_DIRECTIONS FOR THIS TASK_
Retype the whole listing verbatim and keep the pictures out of it.

_MATERIAL PROVIDED_
=-=-=
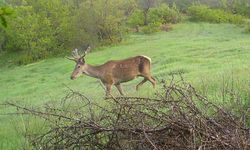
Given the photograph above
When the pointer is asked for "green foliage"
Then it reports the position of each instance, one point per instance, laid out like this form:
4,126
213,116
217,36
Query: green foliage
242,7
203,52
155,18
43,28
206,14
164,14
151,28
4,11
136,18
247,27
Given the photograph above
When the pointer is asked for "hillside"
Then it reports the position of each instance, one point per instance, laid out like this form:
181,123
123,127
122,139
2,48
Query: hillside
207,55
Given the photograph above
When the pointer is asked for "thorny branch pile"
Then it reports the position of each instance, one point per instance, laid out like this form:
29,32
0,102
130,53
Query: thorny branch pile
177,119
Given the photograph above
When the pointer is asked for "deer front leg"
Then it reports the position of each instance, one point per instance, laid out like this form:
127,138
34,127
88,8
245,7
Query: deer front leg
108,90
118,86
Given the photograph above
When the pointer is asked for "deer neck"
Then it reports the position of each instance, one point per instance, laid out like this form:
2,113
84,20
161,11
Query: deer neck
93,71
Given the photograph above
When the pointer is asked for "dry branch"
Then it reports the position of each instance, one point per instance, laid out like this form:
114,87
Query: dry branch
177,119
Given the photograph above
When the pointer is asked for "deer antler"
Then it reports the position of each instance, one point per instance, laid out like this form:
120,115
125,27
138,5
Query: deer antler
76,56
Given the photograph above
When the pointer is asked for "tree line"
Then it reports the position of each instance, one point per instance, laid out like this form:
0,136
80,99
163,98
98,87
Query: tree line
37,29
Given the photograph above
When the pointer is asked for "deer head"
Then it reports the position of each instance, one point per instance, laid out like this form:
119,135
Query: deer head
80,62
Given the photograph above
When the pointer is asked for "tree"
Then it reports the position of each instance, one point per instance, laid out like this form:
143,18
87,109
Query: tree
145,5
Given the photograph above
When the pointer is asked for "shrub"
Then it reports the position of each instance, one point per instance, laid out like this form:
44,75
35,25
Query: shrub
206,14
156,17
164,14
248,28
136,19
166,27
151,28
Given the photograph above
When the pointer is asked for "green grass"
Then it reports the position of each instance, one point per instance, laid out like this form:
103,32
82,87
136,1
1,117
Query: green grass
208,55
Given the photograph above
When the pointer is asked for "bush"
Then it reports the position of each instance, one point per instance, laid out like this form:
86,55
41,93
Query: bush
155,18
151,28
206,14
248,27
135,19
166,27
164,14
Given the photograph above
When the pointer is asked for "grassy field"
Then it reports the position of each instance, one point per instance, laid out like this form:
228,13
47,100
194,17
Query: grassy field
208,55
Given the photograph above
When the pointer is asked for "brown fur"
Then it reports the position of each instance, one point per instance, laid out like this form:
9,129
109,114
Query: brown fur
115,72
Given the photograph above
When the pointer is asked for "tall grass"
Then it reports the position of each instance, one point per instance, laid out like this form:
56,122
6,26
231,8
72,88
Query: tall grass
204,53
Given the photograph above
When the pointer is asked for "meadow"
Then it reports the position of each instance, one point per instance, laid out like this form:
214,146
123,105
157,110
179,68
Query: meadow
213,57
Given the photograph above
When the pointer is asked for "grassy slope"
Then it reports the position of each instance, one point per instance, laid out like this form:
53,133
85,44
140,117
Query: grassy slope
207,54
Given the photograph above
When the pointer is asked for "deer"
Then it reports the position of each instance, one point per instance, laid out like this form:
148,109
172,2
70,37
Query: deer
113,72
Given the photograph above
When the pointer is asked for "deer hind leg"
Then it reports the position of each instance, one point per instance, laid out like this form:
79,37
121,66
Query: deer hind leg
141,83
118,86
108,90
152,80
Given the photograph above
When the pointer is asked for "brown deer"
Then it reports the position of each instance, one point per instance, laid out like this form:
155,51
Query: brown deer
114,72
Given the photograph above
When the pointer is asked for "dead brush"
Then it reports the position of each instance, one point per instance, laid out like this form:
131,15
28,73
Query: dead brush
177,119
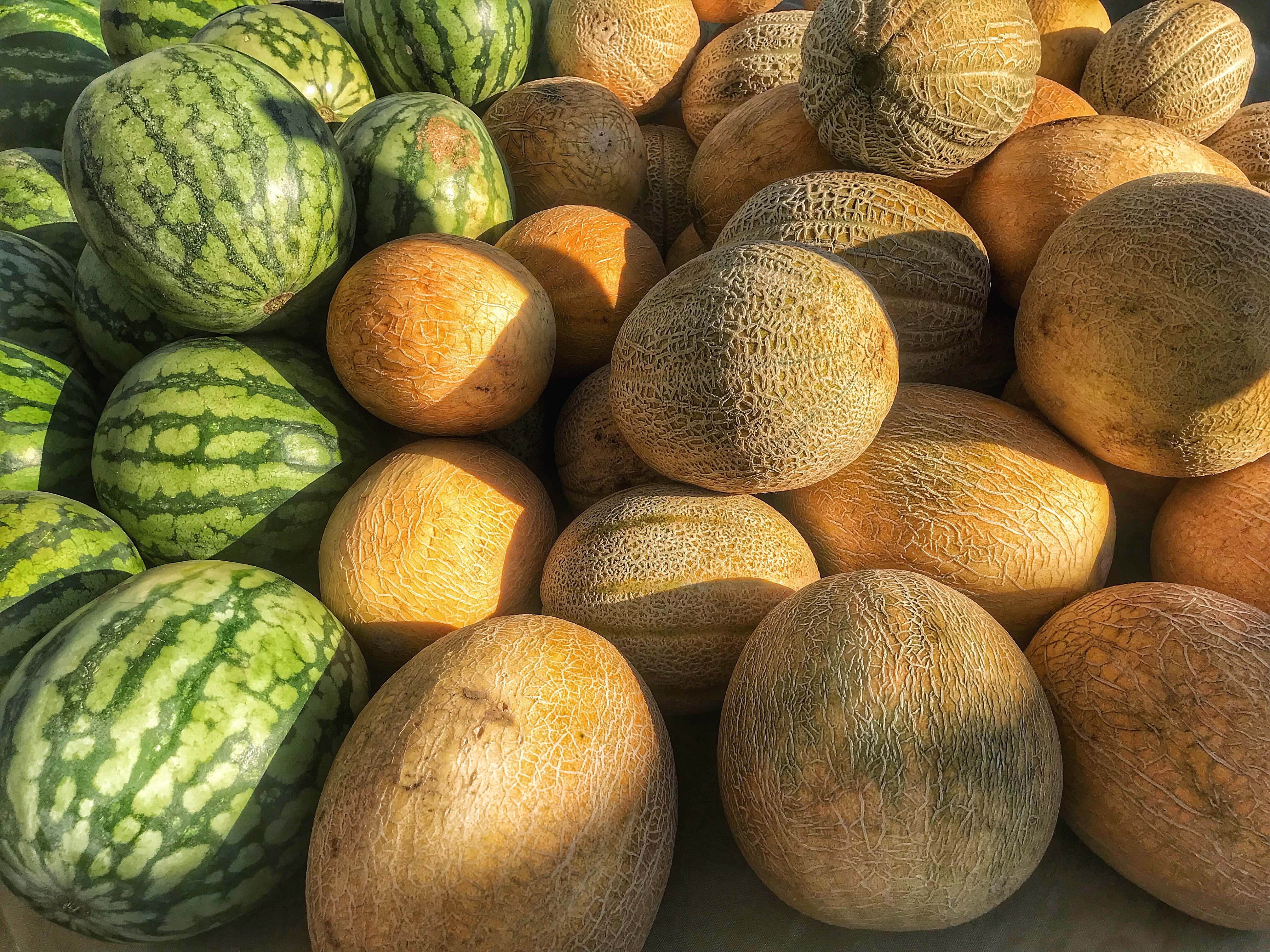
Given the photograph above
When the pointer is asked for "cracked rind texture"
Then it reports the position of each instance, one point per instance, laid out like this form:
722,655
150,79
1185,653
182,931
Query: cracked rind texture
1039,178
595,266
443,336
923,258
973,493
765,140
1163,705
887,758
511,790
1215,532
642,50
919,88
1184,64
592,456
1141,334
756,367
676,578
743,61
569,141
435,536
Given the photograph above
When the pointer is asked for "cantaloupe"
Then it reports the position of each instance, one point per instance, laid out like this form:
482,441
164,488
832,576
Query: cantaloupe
=-=-=
_EXERCISE RESPONSE_
Given the photograph above
When the pointer is asked for "green foliage"
Then it reports the position of each instance, one point per instance, laid out like this form:
4,126
213,116
217,36
Query: green foliage
242,7
203,52
155,18
43,28
206,14
164,14
151,28
4,11
136,18
247,27
Given the photograph above
When the pointer is asked for "hillside"
Then it reports the position of each instance, one point per instance, laid out like this form:
181,123
123,127
122,139
2,48
Query: hillside
207,55
Given the photograph above
When the pointer is asked for "thorny branch pile"
Then it reports the position of each instance, one point per instance, laid out like this form:
29,32
0,102
130,53
Query: thorny branch pile
177,119
Given the photograph above
When the pointer is asked for "deer front leg"
Then it reports the position of each instance, one point per instance, laid out like this form:
127,138
34,127
88,8
245,7
Query: deer front leg
108,90
118,86
Given the photograph above
When the pointer is asked for "deer neck"
Then it reports the position of each instance, one point per instance, laid out like this form:
2,113
84,20
161,11
Query: deer neck
93,71
Given the photograph above
When the pointer is asked for "dry branch"
Then it reports the position of each instance, one point per instance, laid out like this form:
114,87
Query: dry branch
177,119
Given the photograph above
When the pointer is asked for "deer antler"
Then it reports the position of each instance, one point per instance, laid out like this form:
120,115
125,27
138,5
Query: deer antler
76,56
Given the photograph above
When the pointer is asked for "tree line"
Then it reports the position of each instance, one point per instance, laid out like this form:
0,136
80,99
163,98
98,87
Query: tree line
37,29
Given the photograph above
When the pointer is asked for "deer head"
Then it reports the position of each instance, one point per instance, laid out like this form:
119,135
Query: deer head
80,62
Given the photograph above
When the pointer is asked for "tree"
Then it reports the position of each instance, one point per instance, laid out like this form:
143,18
87,109
Query: tree
145,5
Given the photograph above
When the pointer is asked for "shrub"
Then it reports the position of each instance, one point per instance, laid out like this form:
44,75
35,25
Query: shrub
206,14
156,17
164,14
248,28
136,19
166,27
151,28
Given the photograph above
When the pointer is asked for "green grass"
Then it reports the position of each instance, one point per instance, laid out like this form:
103,32
82,87
136,1
1,117
Query: green grass
208,55
Given the photograph above
When the pointer is asked for "bush"
Then it reports the position of each instance, one point per instance, laid out like this form:
86,55
41,93
Query: bush
155,18
151,28
206,14
248,27
135,19
166,27
164,14
Given the photograph above
When the pointer is asked for "grassy field"
Then it reports the position of each instance, one point per instance, laid out like this form:
228,13
47,100
194,17
Query: grassy field
208,55
Given the photograph above
When the pointer is asked for "brown fur"
Then it reports the position of each instance, one point per instance, laid out like this form:
9,129
109,114
Query: brown fur
115,72
Given the photograph above
When the pointer is asked for "tall grass"
Then it reports the position of each instance, one point per instance, laid out like this form:
56,122
6,26
231,8
72,88
Query: tall grass
204,53
Given the photograph above
When the pointer is asked for "meadow"
Then it reports the position of each instance, one point per instance, laid out like this form:
214,146
123,105
157,110
179,68
Query: meadow
213,57
Given the photograph above
When the pointer is asked for "grassy slope"
Then it reports the position of each instance, one point per instance, laid out like this form:
53,133
85,44
140,117
Query: grassy slope
207,54
Given the photograph above
When the pointer is asked for "deer"
Then it reports the position of each instance, one point per instance, laid out like this form:
148,109
172,2
70,37
Query: deer
113,72
Given the photograph above
When the pointer is asked for "deer hind leg"
Then it reports the position of each instance, one point per instance, laid out like this form:
79,37
121,66
Query: deer hind leg
141,83
118,86
108,90
152,80
Given the photograph above
When the pointer is asked for "brown deer"
Then it reports the position of each instance, one point per instance, laid out like this form:
155,51
Query: brown deer
114,72
Given the photograph above
When the pointer is asked for "dead brush"
Then it reports the position of each instance, one point per instance, laid out like this form:
131,15
28,73
Query: dead brush
177,119
Given the photograph above
When the pointer is asked for "cracked rind texture"
Then it reports the position of each instance, one point per instance, laid out like this form:
722,655
150,79
1185,653
182,931
Query: cracked rind texture
1039,178
595,266
443,336
923,258
973,493
765,140
1163,705
887,758
511,790
1215,532
642,50
919,88
1184,64
592,456
1141,334
756,367
676,578
743,61
569,141
435,536
Given the photograph above
When the pointer is asked for "cantaloupe"
Then it reports the position of each instance, one point per instance, laid out like this form:
482,441
164,488
832,576
Query: cantaloupe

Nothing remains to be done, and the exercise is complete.